> [WHAT TO DO]: Only the lines from the one containing "Draw the outline of every instance of the curb" through the final line of the material below should be output, exactly as they stand.

##### DATA RECORDS #####

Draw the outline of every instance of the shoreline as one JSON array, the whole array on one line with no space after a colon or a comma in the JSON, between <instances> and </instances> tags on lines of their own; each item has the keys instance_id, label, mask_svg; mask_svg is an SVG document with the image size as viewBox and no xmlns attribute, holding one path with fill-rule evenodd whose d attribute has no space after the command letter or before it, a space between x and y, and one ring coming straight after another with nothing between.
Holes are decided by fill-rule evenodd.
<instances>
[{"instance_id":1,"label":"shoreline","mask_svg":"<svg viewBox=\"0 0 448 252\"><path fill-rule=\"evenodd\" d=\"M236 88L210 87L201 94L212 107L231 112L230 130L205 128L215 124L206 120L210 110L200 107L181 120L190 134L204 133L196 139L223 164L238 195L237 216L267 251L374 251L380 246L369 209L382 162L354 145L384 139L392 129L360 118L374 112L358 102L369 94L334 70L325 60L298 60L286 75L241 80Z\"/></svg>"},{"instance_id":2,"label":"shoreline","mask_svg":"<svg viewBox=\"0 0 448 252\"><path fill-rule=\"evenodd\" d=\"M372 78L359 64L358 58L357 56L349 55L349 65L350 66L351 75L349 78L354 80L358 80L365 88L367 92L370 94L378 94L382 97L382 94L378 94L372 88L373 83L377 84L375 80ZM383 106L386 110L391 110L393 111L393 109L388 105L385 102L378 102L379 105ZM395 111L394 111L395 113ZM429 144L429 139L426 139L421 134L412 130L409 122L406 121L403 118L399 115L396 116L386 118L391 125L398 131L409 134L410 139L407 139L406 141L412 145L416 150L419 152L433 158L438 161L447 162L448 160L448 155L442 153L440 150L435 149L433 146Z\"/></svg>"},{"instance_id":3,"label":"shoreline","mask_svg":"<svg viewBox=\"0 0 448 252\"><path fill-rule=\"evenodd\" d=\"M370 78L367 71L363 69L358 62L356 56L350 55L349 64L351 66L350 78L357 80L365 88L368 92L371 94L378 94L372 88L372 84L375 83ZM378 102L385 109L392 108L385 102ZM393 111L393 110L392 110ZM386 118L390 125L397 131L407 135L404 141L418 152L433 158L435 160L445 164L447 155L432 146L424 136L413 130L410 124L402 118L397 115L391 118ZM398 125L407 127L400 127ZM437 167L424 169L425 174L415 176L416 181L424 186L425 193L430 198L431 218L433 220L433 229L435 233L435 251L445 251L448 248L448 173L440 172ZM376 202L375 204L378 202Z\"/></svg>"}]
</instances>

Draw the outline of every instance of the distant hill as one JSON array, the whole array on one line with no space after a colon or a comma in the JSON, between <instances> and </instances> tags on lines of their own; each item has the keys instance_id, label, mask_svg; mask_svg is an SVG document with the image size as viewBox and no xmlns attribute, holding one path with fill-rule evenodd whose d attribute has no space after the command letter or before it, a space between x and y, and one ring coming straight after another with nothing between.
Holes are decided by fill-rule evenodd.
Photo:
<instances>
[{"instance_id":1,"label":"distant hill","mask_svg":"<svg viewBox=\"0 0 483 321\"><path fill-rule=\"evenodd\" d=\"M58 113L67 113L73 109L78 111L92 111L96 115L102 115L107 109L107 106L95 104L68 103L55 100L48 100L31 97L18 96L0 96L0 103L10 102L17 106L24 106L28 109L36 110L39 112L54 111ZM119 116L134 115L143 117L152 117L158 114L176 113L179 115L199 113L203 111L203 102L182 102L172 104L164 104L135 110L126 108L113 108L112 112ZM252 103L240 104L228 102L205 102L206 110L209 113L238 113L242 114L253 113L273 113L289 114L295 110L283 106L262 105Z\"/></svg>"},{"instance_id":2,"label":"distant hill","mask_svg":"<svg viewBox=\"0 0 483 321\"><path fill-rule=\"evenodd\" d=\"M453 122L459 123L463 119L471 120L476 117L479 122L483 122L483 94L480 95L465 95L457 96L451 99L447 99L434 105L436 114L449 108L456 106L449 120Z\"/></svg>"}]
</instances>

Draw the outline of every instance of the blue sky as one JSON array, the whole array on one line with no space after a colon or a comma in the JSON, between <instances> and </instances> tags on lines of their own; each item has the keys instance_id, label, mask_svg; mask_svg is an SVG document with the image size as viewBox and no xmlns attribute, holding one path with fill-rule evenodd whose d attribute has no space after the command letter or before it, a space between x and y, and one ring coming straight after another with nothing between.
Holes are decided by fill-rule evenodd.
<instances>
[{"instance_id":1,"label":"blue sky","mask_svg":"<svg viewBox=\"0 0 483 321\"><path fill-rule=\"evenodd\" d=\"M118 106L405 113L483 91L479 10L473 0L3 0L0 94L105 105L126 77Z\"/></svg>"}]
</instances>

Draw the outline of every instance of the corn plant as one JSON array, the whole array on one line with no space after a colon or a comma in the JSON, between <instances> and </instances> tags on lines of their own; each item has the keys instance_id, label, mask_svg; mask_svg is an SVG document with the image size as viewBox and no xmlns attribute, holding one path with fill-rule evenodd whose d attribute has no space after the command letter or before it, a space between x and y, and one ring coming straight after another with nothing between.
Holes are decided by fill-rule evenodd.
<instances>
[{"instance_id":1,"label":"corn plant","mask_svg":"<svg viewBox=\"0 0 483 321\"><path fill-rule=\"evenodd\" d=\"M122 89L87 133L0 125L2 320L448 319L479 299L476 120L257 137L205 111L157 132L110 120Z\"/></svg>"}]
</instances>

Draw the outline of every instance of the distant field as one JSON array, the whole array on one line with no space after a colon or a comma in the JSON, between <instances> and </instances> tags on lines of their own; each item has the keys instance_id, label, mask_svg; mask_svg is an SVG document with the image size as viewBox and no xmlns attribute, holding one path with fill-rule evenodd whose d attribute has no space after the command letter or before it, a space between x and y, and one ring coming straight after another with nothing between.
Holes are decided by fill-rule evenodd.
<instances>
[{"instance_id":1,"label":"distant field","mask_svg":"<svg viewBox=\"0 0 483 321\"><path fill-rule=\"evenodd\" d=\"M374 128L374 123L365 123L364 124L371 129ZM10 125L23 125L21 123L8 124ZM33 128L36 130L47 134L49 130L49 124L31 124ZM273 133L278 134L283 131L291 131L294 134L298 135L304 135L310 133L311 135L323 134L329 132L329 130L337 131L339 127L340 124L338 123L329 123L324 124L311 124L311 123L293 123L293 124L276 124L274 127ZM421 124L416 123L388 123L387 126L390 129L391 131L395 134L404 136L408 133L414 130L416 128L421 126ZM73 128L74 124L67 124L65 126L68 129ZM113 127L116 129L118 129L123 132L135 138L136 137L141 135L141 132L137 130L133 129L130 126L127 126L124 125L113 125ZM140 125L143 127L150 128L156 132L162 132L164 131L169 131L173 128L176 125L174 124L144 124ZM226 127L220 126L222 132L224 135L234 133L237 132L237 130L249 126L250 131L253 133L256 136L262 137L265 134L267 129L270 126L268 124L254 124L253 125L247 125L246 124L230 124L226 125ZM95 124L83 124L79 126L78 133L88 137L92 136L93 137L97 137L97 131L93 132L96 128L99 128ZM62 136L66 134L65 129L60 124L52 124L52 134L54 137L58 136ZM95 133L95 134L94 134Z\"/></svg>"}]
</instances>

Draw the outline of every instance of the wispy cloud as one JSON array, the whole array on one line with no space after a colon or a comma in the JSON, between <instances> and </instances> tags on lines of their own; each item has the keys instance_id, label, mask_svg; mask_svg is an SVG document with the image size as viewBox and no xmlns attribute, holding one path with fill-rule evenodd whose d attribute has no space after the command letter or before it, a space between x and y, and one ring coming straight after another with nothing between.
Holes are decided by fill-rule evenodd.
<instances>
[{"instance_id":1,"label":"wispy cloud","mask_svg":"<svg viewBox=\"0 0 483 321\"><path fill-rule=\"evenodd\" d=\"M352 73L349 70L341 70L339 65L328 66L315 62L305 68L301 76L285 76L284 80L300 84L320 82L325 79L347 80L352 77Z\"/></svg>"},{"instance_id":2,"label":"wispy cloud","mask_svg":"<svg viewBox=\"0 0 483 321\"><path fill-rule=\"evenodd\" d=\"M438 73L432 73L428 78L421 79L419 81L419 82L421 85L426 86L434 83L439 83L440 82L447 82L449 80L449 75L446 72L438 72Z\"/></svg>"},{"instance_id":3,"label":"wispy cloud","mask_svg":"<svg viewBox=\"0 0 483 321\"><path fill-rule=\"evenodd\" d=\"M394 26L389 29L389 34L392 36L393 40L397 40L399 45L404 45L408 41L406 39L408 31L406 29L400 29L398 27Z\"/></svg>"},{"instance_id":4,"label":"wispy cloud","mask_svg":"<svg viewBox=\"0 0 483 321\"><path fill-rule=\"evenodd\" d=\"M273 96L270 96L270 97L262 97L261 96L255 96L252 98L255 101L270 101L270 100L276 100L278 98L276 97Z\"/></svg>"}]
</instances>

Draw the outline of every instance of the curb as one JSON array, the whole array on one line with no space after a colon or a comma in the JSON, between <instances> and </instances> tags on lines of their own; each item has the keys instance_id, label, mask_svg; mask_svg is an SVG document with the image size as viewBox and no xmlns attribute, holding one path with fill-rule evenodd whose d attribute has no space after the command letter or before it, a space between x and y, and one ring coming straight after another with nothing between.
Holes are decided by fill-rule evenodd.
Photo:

#####

> [RESULT FOR THIS TASK]:
Draw the outline of every instance of the curb as one JSON array, the whole array on one line with no space after a colon or a comma in the JSON, between <instances> and </instances> tags on lines of their own; each item has the keys instance_id, label, mask_svg; mask_svg is an SVG document with the image size as viewBox and no xmlns attribute, holding one path with fill-rule evenodd whose d attribute has no space after the command letter or before it, a space between x and y, and one ring coming straight after another with nothing between.
Holes are decided by fill-rule evenodd.
Photo:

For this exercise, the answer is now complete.